Diary: Monday 2
December 1996: Trenchtown, or rather Mexico Town, a housing development built
by Patrick Stanigar. It won an award. It is called Mexico Town because of the
barrel roofs, barrel vaults made of corrugated iron. Of its type it is one of
the best. A town divided by trenches. There is nothing romantic about it. It is
desolate, it redefines desolation. A young man wants money, all young men want
money. My money. “Eh Boss, Me beg yuh some money” Every young man want money,
or rather respect in as much as the two are distinguishable, and bears the
scars of the quest for it. Huge scars. One from the crown of a yong man’s head
down along the jawline all the way to the neck , a huge narrow lake of
scartissue reflecting and rippling in the sunlight as he sits on a low garden
wall. He gives me a toothless fgrin through a haze of ganja smoke. His eyes are
at once focused on my potential an curiously vacant and dislocated. Another
sharp faced young man in better clothes rides a small children’s bicycle and is
insistent, as he circles around me, that I should give him money. Everything
here appears diided and connected by lines of ginorance and =its manipulation
in a meager patronage. Everyone is waiting to get out. Everybody thinks
everybody is bad in Trenchtown. Salvation lies up the hill. Up-town. The hill is what is visible in
the distance. Their own ability to change things is not seen as an option for
progress. Many do not want development for fear that there will be less of a
motive to move. Others see development as no more than legitimate loot.
────────────────
- _Written task A_
Translate this sentence from the Trenchtown diary entry into Spanish: "It is called Mexico Town because of the barrel roofs, barrel vaults made of corrugated iron."

- _A run of entries_
────────────────
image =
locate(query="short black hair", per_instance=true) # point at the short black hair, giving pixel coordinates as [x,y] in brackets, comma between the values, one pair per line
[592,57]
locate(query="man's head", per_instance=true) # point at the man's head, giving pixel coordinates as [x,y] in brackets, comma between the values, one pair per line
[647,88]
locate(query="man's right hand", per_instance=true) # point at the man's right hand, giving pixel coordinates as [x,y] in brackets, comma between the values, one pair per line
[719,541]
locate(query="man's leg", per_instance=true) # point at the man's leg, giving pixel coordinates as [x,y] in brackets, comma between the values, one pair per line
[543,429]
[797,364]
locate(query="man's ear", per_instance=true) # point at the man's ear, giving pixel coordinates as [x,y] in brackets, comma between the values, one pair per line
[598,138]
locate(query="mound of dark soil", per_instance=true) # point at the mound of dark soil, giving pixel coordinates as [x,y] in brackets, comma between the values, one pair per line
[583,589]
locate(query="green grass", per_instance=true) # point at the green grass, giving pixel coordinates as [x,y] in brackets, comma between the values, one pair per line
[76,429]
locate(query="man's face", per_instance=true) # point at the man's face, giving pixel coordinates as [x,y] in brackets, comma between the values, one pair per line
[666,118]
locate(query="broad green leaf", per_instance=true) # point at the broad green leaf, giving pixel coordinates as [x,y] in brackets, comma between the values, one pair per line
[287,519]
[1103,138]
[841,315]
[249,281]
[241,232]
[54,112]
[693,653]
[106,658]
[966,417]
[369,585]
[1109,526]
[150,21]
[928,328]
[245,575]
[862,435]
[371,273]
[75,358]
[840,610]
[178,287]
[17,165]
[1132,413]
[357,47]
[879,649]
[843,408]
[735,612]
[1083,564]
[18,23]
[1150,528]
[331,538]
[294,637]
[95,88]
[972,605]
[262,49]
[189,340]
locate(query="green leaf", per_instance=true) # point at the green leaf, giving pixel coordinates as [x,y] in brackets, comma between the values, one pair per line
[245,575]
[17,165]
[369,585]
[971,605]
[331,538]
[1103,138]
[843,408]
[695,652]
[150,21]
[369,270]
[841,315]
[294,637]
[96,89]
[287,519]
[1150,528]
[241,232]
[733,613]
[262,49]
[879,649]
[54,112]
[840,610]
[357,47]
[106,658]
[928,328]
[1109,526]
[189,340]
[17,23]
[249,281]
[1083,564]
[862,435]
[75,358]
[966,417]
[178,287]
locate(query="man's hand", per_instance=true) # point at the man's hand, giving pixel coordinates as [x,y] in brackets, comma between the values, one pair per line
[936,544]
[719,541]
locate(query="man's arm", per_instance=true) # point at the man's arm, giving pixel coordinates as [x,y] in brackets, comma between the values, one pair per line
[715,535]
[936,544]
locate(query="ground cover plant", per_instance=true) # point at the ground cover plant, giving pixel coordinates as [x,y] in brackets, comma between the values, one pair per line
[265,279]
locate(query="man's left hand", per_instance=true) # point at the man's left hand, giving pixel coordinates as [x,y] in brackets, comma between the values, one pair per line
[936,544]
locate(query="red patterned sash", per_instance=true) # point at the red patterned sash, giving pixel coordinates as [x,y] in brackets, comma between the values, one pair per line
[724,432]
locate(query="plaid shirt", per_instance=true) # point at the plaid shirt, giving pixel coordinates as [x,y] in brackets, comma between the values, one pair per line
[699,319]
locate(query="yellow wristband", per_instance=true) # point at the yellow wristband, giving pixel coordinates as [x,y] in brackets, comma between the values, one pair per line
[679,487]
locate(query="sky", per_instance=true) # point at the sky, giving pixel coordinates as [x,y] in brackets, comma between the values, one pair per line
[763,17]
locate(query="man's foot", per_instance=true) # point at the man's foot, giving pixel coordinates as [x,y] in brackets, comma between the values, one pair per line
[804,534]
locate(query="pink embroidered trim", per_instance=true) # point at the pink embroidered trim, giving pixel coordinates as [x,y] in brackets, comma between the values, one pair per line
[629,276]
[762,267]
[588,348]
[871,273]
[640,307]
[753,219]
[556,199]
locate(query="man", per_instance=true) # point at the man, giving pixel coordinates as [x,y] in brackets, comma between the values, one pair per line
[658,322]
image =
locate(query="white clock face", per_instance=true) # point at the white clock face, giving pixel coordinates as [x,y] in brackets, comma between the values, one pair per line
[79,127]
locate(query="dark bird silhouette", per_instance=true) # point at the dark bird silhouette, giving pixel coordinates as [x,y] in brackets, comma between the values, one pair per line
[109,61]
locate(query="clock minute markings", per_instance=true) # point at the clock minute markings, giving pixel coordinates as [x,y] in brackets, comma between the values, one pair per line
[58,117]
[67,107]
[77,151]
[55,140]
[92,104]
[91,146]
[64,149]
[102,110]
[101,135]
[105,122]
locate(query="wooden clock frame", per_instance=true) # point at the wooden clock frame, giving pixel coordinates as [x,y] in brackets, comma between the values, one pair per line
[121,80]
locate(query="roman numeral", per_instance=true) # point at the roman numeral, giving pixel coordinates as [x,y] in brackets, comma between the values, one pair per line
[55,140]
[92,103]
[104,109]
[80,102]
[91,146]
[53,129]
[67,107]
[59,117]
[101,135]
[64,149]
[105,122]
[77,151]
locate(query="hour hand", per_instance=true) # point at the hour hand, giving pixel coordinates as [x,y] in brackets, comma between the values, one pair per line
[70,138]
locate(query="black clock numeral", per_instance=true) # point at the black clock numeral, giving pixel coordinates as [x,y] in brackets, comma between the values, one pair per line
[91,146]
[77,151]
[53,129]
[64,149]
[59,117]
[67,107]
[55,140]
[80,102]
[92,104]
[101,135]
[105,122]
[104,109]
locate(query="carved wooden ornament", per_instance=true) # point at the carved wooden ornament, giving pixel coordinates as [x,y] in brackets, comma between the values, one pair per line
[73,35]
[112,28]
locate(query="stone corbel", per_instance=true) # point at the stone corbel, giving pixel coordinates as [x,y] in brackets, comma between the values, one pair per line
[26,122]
────────────────
- _Written task B_
Gather every line of the entries that contains the string "numeral". Case counts.

- _Exercise solution A_
Se llama Mexico Town por los techos abovedados, bóvedas de cañón hechas de chapa de hierro corrugado.

- _Exercise solution B_
locate(query="roman numeral", per_instance=true) # point at the roman numeral, giving pixel coordinates as [x,y] in brackets, comma between the values, one pair per line
locate(query="black clock numeral", per_instance=true) # point at the black clock numeral, giving pixel coordinates as [x,y] in brackets, comma between the values, one pair per line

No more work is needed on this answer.